### YOUR GOAL
Copy every record below exactly.

+++

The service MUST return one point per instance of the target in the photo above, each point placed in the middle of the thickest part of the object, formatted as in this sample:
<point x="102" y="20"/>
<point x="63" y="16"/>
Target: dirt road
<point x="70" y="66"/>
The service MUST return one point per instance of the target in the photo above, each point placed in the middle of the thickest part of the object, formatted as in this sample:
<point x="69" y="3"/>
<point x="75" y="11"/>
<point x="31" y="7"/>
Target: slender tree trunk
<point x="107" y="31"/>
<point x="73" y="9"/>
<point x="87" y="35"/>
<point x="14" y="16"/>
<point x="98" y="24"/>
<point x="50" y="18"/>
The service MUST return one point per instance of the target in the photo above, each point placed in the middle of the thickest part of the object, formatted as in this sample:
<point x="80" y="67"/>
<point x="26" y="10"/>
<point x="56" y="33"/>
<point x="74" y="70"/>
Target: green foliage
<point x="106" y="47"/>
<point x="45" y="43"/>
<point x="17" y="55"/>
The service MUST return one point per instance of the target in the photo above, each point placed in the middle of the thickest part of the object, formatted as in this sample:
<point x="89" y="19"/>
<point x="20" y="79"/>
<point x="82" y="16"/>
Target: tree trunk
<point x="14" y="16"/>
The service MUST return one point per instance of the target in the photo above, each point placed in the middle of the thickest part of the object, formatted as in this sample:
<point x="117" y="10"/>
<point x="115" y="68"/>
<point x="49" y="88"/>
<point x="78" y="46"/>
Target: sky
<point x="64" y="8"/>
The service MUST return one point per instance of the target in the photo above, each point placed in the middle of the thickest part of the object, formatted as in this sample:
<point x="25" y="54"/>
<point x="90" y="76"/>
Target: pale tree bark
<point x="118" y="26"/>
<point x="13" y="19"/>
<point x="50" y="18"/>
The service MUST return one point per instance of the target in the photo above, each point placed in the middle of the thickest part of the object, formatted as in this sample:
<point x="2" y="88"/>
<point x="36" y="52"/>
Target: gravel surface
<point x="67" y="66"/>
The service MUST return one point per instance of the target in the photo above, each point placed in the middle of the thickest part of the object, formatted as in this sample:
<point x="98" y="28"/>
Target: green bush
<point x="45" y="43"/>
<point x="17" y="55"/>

+++

### RESULT OF THE TASK
The service MUST return one point per instance of the target in the photo above, each point placed in the middle of the thickest part of the object, formatted as in this sample:
<point x="102" y="20"/>
<point x="63" y="16"/>
Target: dirt road
<point x="70" y="66"/>
The service MUST return one point per instance of the target in the photo above, each point placed in the middle of the thickest part of the object, formatted as in this sample:
<point x="69" y="3"/>
<point x="75" y="11"/>
<point x="31" y="7"/>
Target: slender tree trunk
<point x="107" y="31"/>
<point x="73" y="9"/>
<point x="87" y="35"/>
<point x="14" y="16"/>
<point x="98" y="24"/>
<point x="50" y="18"/>
The service MUST return one point per instance of the target in the photo above, each point placed in the middle of the thickest part of the object, formatted as in this sample:
<point x="80" y="67"/>
<point x="26" y="10"/>
<point x="56" y="33"/>
<point x="74" y="70"/>
Target: green foliage
<point x="106" y="47"/>
<point x="45" y="43"/>
<point x="17" y="55"/>
The service MUST return one point per instance of the target in the photo above, each point placed in the middle of the thickest part of the object, formatted as in this sample:
<point x="89" y="19"/>
<point x="20" y="79"/>
<point x="82" y="16"/>
Target: tree trunk
<point x="14" y="16"/>
The service MUST return one point per instance of the target in the photo above, each point placed in the middle of the thickest part of the object, formatted as in this sample:
<point x="117" y="10"/>
<point x="115" y="68"/>
<point x="49" y="88"/>
<point x="78" y="46"/>
Target: sky
<point x="64" y="8"/>
The service MUST return one point per instance of the target in the photo above, each point placed in the middle of the thickest part of the object, formatted as in this sample:
<point x="25" y="54"/>
<point x="90" y="76"/>
Target: pale tree bark
<point x="118" y="26"/>
<point x="13" y="19"/>
<point x="50" y="18"/>
The service MUST return one point per instance of the target in the photo above, each point placed in the middle of the thickest part of the object, formatted as in this sample:
<point x="2" y="88"/>
<point x="36" y="52"/>
Target: gravel surface
<point x="67" y="66"/>
The service MUST return one point per instance of the target in the photo above, each point placed in the middle of the thickest part of the object, formatted as in this sample:
<point x="98" y="28"/>
Target: green bush
<point x="45" y="43"/>
<point x="17" y="55"/>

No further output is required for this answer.